## EXERCISE DESCRIPTION
Starting from the line in which "Target: boy in camouflage jacket" appears, output every line down to the last line of the data below, exactly and without anything more.

## SUPPLIED ENTRIES

· · · · · · ·

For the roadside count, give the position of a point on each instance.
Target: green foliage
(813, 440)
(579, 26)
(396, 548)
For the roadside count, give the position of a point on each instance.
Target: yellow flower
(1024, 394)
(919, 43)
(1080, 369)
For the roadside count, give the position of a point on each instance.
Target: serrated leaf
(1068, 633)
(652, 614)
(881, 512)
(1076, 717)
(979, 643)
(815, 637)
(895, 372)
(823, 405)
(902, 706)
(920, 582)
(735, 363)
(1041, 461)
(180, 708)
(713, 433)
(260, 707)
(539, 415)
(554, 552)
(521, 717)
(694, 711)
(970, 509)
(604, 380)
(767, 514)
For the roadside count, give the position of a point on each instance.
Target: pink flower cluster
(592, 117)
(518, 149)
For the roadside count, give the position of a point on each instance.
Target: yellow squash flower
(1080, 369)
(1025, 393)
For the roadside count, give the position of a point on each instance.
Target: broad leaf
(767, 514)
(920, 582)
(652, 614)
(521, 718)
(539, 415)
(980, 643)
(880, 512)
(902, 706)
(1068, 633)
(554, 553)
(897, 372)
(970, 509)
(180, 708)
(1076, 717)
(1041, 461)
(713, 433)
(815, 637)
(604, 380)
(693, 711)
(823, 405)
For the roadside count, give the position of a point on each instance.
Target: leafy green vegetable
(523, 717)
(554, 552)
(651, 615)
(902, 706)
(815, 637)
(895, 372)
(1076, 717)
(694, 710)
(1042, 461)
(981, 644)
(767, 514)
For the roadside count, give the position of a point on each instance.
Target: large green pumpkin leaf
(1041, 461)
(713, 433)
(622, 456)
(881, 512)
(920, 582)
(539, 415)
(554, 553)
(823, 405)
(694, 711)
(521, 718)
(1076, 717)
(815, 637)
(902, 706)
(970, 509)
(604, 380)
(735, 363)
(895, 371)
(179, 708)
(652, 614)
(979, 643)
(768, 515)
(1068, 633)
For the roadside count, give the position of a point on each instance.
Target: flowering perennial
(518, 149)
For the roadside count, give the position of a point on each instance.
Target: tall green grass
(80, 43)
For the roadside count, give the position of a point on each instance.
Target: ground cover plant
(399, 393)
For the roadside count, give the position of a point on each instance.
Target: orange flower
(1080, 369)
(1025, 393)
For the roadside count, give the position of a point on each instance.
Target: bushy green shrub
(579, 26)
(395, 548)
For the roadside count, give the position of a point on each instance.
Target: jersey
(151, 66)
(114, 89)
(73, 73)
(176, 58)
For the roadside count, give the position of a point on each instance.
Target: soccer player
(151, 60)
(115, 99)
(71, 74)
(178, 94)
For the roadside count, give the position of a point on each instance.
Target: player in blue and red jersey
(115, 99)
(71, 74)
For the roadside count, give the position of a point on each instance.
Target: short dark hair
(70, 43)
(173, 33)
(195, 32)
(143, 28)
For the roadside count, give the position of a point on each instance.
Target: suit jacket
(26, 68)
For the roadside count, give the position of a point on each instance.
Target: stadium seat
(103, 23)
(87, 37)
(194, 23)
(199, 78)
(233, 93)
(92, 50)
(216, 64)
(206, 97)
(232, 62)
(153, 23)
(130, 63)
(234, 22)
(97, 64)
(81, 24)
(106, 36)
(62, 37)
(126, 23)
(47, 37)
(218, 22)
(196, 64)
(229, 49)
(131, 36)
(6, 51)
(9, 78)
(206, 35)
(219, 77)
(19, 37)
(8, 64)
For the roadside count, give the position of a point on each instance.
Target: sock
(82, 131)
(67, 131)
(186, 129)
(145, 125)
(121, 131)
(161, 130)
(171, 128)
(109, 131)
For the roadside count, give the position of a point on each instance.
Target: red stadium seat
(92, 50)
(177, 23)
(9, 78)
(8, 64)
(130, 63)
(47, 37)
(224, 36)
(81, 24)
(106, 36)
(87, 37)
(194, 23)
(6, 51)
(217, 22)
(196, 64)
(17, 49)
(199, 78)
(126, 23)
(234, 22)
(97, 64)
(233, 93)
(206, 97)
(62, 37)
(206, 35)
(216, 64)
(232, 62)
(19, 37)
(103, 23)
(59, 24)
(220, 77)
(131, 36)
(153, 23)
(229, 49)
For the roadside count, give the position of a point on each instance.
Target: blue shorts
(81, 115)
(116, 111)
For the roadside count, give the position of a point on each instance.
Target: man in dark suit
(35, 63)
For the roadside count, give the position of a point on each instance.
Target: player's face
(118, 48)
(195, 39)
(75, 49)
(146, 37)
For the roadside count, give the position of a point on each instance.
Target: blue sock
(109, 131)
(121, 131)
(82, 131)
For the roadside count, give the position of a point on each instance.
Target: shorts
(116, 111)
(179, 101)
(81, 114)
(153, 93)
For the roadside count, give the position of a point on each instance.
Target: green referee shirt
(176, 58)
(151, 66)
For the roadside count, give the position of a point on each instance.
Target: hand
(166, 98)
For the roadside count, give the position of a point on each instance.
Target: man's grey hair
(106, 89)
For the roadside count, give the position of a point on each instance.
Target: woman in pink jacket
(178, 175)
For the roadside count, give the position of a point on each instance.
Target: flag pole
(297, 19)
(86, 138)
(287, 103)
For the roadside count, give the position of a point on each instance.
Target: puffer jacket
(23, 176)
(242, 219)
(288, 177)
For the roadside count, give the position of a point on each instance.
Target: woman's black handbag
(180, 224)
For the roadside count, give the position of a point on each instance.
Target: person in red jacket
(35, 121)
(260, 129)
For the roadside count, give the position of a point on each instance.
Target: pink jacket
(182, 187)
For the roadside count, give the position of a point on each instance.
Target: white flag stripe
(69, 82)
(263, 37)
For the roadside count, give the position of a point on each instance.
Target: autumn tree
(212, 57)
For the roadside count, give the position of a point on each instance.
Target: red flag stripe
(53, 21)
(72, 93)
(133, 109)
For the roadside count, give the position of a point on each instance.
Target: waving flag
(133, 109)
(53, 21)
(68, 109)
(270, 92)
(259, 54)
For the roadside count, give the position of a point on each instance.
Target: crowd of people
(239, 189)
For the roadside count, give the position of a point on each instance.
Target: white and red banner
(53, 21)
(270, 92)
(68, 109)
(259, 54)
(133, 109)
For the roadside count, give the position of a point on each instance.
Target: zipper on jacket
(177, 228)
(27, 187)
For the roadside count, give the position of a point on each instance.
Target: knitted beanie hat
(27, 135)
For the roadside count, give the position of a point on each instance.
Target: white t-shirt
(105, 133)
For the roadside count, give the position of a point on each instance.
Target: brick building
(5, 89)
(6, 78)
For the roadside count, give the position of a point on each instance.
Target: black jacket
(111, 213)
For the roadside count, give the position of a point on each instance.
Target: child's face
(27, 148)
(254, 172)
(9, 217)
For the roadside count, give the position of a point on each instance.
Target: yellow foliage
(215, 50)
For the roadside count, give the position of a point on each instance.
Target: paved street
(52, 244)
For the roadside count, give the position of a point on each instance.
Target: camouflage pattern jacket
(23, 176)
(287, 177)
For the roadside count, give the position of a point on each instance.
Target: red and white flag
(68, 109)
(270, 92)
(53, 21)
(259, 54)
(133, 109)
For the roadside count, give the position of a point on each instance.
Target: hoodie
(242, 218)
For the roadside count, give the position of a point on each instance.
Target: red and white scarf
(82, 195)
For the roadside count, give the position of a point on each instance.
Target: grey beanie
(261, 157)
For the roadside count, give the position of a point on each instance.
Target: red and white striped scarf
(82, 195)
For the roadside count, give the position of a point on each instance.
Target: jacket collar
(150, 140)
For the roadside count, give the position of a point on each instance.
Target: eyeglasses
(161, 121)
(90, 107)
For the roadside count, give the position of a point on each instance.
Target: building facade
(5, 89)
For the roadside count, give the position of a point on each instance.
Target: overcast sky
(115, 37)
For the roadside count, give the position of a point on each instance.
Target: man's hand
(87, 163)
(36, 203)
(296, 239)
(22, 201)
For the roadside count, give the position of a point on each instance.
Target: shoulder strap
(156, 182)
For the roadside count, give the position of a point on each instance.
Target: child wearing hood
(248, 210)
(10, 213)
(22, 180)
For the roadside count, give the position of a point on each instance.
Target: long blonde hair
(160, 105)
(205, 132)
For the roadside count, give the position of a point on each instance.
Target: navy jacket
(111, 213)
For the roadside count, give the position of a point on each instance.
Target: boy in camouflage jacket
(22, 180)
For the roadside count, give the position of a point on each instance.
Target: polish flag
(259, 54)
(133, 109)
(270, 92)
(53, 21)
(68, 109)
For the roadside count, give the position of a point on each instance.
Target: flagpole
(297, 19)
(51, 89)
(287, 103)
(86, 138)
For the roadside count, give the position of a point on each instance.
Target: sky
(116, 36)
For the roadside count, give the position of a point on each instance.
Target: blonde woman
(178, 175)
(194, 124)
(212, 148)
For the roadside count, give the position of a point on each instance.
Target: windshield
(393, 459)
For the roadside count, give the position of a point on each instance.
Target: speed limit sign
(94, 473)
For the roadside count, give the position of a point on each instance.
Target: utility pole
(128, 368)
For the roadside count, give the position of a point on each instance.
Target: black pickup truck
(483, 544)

· · · · · · ·

## EXERCISE RESULT
Target: boy in camouflage jacket
(22, 180)
For the roadside count, give the position of a point on each instance.
Target: polish flag
(259, 54)
(133, 109)
(270, 92)
(53, 21)
(68, 109)
For the roadside count, give the position of a point on each instance.
Target: flagpole
(297, 19)
(51, 89)
(287, 103)
(86, 138)
For the roadside count, give the position of a point on each instance.
Target: sky
(116, 36)
For the roadside count, give the position of a point on each instance.
Target: blonde woman
(178, 175)
(194, 124)
(212, 148)
For the roadside count, give the position of a point on each instance.
Target: windshield
(393, 459)
For the roadside count, give the position of a point on each instance.
Target: speed limit sign
(94, 473)
For the roadside count, give the position of a point on each instance.
Target: utility pole
(128, 368)
For the roadside count, give the position of a point on each instance.
Target: black pickup truck
(483, 544)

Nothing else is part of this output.